Then the exhibition proceeded into a section dedicated to a traumatizing part of Warhol‘s life. In 1968, Warhol was shot by Valerie Solanas, a playwright who was convinced that Warhol tried to steal her work, so she bought a gun and shot him three times (missed twice and the third shot wounded him). There was a photograph of Warhol‘s elderly mother leaving the hospital in the back of a taxi as she was held in the arms of actress Viva. The look of distress, sorrow and deep pain on his mother‘s face was haunting.
The shooting prompted him to rightfully close down The Factory and set up the Business Art Project, where he produced the Mao wallpaper and produced larger screenprint pieces based on his previous work. One such work is the series of eight vibrantly screen prints of Marilyn Monroe. Warhol‘s obsession with death understandably heightened during this time as well. Around this time, he produced Ladies and Gentlemen, a portrait series of Black and Latinx drag queens and transwomen.

Source material:

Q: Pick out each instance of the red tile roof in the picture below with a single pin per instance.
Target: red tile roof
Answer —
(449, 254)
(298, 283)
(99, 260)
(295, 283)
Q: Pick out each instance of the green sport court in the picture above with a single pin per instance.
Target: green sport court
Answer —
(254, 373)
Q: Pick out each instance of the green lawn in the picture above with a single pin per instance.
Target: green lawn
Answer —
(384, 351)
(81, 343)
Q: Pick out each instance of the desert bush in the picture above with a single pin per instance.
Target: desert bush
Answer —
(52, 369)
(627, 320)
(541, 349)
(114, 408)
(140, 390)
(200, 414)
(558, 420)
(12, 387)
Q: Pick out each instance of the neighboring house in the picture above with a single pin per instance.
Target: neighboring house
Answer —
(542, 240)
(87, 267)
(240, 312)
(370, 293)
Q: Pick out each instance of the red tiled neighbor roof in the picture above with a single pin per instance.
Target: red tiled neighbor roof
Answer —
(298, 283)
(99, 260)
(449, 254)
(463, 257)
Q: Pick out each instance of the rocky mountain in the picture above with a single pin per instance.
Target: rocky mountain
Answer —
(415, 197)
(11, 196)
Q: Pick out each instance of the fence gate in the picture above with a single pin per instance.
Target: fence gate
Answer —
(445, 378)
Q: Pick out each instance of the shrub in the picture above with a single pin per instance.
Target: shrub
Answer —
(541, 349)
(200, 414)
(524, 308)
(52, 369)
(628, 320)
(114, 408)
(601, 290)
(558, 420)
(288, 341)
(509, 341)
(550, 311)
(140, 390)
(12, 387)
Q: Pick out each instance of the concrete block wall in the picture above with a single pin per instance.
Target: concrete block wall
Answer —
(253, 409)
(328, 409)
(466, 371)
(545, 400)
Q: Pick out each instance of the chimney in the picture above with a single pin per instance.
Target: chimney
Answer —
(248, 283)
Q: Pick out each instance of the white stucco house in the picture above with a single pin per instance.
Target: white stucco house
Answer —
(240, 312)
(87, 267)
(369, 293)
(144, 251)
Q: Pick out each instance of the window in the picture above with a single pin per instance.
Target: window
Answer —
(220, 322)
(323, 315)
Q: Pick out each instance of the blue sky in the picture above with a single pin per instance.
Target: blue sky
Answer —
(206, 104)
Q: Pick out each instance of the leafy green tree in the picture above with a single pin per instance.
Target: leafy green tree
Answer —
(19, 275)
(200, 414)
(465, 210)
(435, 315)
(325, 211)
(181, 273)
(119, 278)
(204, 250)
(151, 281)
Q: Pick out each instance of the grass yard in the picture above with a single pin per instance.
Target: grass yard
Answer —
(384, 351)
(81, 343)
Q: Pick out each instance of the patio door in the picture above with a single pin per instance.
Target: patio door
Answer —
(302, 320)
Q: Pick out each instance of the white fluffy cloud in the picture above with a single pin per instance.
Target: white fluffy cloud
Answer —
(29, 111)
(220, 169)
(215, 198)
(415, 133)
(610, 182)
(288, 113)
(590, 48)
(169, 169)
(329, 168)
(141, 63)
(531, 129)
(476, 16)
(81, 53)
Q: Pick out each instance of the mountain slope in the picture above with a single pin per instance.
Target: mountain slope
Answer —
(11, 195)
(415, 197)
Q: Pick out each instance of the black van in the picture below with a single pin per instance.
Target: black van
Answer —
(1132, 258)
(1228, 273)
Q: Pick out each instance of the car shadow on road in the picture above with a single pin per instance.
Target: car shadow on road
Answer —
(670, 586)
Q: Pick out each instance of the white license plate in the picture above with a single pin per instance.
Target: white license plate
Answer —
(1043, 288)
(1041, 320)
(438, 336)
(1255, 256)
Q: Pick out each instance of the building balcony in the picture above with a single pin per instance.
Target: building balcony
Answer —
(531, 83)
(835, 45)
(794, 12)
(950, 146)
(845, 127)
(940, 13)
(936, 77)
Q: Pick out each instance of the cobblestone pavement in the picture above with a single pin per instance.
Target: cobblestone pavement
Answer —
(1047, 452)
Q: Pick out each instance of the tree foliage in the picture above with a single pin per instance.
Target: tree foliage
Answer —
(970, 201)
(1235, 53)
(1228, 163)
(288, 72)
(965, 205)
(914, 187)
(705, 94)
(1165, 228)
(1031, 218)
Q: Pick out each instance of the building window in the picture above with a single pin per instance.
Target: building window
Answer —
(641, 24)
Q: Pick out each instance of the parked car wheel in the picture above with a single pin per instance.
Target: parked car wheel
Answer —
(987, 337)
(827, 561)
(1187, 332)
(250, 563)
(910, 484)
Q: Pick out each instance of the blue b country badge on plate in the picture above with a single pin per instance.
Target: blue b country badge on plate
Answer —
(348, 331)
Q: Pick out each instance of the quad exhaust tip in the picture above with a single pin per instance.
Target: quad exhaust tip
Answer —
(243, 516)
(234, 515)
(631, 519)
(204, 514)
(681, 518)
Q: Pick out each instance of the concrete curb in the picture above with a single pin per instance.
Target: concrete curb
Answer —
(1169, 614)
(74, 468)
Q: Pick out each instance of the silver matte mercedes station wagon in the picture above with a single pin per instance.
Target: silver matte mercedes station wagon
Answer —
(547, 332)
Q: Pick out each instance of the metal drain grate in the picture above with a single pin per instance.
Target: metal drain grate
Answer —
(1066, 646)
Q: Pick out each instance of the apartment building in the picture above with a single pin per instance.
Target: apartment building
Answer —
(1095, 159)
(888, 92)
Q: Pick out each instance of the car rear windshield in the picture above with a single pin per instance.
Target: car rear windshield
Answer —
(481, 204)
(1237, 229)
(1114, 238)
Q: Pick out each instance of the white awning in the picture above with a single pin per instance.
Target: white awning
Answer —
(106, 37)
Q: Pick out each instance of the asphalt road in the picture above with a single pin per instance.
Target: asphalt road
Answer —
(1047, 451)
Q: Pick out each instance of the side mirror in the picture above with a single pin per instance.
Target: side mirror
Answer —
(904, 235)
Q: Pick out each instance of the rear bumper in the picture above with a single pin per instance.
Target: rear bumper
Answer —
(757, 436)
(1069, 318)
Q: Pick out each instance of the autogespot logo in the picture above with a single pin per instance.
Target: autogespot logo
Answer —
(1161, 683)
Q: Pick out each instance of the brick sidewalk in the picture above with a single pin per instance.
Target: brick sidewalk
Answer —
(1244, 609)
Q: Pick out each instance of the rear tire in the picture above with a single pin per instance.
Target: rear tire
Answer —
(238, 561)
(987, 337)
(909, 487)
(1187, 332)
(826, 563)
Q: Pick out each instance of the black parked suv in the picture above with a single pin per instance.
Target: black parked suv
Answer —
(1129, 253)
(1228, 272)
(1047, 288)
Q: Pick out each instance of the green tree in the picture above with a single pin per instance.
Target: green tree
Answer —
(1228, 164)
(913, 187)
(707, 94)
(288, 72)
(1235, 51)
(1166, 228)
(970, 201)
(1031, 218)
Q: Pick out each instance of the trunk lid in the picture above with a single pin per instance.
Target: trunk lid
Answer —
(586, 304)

Using the information:
A - Answer these questions using the passage about the Warhol exhibition.
(i) Who shot Warhol in 1968?
(ii) Who held Warhol's mother as she left the hospital in the taxi?
(iii) What did Warhol set up after closing down The Factory?
B - Continue the passage about the Warhol exhibition from the point where it stops.

Task-by-task results:
A -
(i) Valerie Solanas, a playwright.
(ii) The actress Viva.
(iii) The Business Art Project.

B -
On top of silkscreen printing, filmmaking, and painting, Warhol‘s portfolio also included managing an influential avant-garde rock band. The Velvet Underground & Nico record cover with the fluorescent yellow banana was exhibited on the wall, as well as other album artwork by famous singers such as Aretha Franklin and Liza Minnelli. The Exploding Plastic Inevitable (EPI) in the adjacent room was a multimedia show that combined the music of The Velvet Underground and Nico, film projections of Gerard Malanga and Mary Woronov (two of the Warhol Factory Superstars) dancing with whips, and strobe lights that hit every corner of the room.
Nearing the end of the exhibition was all of Warhol‘s work in his final years, the 1970s–1980s. This section featured more portraits of celebrities, such as Debbie Harry, Wayne Gretzky, and Karen Kain. One of the Karen Kain portraits included diamond dust to accentuate her star power. A series of stitched photographs used his signature motifs of repetition and grids and featured supermodel/singer/actress Grace Jones. The exhibition also dug up a segment from Warhol‘s appearance on Saturday Night Live. It aired an episode of Andy Warhol‘s Fifteen Minutes, his TV show on MTV that featured celebrity interviews and behind-the-scenes footage of the New York underground nightclub scene.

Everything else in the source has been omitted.